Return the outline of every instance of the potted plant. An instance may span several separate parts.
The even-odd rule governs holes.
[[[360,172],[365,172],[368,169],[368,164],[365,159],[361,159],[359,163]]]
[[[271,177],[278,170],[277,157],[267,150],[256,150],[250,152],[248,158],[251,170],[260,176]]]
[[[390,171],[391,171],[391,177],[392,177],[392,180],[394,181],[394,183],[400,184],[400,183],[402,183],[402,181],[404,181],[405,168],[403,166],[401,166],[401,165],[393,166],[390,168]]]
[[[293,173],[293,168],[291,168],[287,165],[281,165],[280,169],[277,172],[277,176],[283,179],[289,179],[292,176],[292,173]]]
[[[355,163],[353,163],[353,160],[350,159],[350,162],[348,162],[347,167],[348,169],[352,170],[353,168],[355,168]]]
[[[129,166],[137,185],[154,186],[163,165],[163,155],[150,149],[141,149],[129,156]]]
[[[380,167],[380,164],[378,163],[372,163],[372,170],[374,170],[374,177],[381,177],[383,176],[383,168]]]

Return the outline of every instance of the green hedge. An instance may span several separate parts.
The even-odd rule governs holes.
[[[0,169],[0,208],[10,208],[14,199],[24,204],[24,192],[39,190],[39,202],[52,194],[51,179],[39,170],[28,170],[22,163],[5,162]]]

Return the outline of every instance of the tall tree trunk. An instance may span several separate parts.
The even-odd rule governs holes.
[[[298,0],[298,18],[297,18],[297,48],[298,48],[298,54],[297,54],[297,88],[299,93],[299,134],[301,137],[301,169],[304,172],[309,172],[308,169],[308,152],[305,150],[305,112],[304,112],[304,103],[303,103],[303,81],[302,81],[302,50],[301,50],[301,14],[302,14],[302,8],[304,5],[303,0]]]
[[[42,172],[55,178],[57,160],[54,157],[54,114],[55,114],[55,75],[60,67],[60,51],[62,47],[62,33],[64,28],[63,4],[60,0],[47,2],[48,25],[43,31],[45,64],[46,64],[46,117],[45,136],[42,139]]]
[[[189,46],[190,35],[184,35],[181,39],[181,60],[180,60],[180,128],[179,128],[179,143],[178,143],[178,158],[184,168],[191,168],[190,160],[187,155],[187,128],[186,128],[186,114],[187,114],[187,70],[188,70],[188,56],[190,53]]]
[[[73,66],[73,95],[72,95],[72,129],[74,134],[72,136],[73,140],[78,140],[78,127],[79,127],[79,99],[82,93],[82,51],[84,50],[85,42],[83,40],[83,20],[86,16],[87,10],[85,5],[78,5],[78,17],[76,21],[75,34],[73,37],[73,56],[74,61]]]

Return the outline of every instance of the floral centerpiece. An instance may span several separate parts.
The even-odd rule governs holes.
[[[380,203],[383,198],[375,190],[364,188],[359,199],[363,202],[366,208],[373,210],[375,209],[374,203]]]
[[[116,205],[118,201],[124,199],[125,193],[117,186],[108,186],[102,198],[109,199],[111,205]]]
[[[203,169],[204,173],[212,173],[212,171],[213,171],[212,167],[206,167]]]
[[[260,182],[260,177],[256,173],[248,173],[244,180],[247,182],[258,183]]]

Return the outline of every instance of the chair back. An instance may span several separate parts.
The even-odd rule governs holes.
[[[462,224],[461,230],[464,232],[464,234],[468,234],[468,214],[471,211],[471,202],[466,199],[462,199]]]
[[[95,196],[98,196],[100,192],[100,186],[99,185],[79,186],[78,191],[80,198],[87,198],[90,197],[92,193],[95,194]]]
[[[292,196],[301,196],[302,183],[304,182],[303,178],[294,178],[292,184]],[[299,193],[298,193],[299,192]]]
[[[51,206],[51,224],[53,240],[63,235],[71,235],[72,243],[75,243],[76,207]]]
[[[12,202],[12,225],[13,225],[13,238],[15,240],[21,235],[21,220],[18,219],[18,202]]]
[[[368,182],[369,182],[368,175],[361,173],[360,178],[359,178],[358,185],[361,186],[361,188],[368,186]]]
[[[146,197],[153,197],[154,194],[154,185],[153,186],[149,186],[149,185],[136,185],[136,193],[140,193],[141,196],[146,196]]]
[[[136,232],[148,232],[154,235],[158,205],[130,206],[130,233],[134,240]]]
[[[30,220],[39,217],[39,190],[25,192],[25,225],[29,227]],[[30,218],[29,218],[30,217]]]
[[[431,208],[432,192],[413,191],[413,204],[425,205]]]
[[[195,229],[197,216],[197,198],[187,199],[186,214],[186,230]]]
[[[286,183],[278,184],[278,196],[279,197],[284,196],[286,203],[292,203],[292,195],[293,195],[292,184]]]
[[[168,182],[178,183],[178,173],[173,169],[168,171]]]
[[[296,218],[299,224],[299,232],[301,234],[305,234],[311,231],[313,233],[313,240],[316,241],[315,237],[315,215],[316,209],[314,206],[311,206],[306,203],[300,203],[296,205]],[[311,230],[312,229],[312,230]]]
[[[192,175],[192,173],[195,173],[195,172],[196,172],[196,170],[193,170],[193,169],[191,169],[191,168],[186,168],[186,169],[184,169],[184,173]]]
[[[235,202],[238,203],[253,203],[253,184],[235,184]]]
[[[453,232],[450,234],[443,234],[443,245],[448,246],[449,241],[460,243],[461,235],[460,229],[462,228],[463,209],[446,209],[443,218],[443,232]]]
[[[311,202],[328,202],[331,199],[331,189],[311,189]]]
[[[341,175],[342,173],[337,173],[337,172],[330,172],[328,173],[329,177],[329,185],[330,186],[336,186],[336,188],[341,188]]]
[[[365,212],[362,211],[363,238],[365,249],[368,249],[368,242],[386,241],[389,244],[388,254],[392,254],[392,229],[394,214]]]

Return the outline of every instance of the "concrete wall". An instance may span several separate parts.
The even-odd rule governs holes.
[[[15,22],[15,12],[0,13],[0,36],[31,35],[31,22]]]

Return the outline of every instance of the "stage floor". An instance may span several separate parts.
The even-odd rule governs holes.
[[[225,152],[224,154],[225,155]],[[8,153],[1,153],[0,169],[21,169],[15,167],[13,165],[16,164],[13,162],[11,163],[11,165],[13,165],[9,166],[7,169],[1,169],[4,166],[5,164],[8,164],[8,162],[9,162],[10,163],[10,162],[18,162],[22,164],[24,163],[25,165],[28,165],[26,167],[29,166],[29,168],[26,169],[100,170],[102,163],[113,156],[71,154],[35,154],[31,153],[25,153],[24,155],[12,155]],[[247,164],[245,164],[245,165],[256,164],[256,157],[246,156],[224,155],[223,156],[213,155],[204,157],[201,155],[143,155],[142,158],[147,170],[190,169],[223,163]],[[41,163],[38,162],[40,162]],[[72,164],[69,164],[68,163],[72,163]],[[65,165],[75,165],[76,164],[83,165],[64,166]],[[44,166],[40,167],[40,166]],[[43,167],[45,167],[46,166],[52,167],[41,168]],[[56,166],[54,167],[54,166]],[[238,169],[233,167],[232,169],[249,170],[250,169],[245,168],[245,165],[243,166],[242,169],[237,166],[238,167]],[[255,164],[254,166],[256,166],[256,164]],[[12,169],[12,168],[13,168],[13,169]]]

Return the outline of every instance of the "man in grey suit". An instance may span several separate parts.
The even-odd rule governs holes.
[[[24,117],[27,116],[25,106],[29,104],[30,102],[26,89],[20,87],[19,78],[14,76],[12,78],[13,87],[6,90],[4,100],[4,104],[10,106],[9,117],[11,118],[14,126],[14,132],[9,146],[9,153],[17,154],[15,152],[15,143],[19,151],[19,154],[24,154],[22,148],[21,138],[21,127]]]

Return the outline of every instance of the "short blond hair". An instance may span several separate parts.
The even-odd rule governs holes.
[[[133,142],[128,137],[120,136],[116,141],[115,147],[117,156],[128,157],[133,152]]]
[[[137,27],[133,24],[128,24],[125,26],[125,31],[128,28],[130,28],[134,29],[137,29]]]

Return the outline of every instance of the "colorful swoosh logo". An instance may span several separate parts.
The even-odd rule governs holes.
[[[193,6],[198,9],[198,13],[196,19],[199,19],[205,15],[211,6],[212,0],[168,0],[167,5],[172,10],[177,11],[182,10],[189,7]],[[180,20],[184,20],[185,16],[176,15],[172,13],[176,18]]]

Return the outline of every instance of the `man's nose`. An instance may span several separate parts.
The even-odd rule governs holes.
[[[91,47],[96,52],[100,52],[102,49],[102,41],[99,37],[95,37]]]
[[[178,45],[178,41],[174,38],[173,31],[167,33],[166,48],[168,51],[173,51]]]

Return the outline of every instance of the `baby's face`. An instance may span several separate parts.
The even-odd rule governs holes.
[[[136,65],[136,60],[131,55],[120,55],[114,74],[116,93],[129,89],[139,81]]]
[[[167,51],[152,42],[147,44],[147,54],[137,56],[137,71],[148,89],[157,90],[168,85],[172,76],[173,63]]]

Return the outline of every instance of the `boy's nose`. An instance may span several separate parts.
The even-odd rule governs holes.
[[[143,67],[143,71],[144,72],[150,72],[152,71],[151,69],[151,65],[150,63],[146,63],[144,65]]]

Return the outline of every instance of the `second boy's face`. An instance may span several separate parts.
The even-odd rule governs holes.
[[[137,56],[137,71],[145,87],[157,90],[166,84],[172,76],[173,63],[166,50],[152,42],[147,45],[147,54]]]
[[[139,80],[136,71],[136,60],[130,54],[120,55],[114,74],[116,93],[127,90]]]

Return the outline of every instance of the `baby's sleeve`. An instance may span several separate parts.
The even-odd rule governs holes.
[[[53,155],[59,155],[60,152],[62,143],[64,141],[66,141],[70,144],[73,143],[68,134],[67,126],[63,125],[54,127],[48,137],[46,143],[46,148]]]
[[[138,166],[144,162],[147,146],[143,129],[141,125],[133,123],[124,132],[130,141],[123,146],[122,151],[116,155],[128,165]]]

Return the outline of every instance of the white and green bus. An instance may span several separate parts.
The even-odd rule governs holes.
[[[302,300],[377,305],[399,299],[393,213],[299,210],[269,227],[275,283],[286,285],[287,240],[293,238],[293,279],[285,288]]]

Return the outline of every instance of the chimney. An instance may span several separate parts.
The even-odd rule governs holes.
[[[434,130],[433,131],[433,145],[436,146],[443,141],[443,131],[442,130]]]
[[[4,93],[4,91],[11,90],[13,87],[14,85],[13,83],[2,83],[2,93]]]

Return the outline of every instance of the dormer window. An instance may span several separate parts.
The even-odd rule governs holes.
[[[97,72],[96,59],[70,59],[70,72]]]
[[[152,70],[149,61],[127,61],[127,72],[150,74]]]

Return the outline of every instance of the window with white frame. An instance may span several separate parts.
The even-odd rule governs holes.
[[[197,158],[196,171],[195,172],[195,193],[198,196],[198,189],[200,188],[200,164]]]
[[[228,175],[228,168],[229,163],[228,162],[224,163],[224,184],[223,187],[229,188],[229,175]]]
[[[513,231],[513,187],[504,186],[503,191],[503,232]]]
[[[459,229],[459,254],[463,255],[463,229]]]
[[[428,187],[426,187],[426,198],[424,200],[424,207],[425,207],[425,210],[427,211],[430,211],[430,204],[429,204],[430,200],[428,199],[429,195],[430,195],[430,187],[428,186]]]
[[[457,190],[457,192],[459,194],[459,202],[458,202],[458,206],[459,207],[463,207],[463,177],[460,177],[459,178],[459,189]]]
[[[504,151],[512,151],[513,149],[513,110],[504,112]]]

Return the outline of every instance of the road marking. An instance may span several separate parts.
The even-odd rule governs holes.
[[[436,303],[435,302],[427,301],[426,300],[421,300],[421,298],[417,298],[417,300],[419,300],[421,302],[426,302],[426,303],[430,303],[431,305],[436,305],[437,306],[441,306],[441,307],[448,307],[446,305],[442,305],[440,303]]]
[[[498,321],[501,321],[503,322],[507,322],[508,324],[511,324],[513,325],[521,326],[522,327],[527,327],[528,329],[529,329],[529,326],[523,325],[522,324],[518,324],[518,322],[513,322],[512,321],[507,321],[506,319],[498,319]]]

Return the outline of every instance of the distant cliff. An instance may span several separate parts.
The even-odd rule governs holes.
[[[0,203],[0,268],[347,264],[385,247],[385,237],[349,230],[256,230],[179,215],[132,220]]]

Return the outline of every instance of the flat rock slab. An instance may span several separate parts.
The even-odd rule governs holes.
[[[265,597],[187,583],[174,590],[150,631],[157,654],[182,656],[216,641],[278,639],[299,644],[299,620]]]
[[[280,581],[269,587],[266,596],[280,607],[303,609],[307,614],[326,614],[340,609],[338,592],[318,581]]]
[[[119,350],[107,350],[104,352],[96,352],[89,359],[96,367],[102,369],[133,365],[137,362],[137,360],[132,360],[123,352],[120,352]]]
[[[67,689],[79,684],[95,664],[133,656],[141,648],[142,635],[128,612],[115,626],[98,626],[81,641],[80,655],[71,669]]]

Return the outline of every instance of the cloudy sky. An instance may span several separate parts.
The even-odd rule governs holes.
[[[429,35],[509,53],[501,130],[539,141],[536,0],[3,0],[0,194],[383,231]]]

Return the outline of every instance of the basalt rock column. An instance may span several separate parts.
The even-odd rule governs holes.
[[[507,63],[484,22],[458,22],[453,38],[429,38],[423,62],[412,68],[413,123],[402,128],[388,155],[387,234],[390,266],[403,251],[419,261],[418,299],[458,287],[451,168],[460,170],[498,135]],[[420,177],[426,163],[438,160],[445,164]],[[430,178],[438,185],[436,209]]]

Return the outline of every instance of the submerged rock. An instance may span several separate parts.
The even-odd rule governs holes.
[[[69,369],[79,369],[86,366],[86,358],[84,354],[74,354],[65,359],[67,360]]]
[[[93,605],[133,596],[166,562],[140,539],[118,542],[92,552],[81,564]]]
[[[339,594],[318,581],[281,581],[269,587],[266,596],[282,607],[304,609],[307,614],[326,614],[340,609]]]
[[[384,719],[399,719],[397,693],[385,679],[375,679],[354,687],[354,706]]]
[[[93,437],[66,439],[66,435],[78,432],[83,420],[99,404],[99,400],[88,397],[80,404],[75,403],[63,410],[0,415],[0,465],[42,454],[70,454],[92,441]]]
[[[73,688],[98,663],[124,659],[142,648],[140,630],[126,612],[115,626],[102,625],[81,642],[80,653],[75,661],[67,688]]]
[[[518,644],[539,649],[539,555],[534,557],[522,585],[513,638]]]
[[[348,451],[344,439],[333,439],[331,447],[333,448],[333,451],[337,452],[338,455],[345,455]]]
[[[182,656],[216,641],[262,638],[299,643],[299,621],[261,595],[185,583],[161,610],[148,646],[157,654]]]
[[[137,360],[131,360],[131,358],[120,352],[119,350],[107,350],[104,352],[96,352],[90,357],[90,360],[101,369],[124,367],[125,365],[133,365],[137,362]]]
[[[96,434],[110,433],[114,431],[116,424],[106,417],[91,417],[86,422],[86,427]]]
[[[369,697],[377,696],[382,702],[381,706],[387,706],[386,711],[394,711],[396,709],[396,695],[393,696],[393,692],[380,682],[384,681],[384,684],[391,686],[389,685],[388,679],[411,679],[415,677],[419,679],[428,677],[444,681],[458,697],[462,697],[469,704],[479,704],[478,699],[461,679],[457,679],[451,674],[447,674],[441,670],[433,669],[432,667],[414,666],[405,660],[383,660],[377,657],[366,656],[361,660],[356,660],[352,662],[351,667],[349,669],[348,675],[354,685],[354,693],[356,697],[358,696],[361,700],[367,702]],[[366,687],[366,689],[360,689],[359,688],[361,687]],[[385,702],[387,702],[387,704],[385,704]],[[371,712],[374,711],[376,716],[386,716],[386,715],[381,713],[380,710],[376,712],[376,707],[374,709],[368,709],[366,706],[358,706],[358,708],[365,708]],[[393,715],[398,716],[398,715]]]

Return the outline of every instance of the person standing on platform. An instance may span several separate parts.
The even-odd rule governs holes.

» **EXERCISE TASK**
Reproduce the data above word for word, from the line with "Return the outline of every instance of the chimney." up to and including the line with "[[[504,151],[512,151],[513,149],[513,110],[504,112]]]".

» **SOLUTION FOR THIS EXERCISE**
Return the outline of every instance of the chimney. An instance may span several separate parts.
The even-odd rule governs holes.
[[[434,130],[433,131],[433,145],[436,146],[443,141],[443,131],[442,130]]]
[[[4,93],[4,91],[11,90],[13,87],[14,85],[13,83],[2,83],[2,93]]]

Return the outline of every instance of the dormer window. An instance may span several separate parts.
The even-odd rule governs holes.
[[[97,72],[96,59],[70,59],[70,72]]]
[[[152,70],[149,61],[127,61],[127,72],[150,74]]]

Return the outline of every instance of the window with white frame. An instance may span several separate parts.
The even-odd rule governs holes.
[[[197,158],[196,171],[195,172],[195,193],[198,196],[198,189],[200,188],[200,164]]]
[[[228,175],[228,168],[229,163],[228,162],[224,163],[224,184],[223,187],[229,188],[229,175]]]
[[[513,231],[513,187],[504,186],[503,191],[503,232]]]
[[[459,229],[459,254],[463,255],[463,229]]]
[[[428,187],[426,187],[426,198],[424,200],[424,207],[425,207],[425,210],[427,211],[430,211],[430,204],[429,204],[430,200],[428,199],[429,195],[430,195],[430,187],[428,186]]]
[[[457,190],[457,192],[459,194],[459,202],[458,202],[458,206],[459,207],[463,207],[463,177],[460,177],[459,178],[459,189]]]
[[[504,151],[512,151],[513,149],[513,110],[504,112]]]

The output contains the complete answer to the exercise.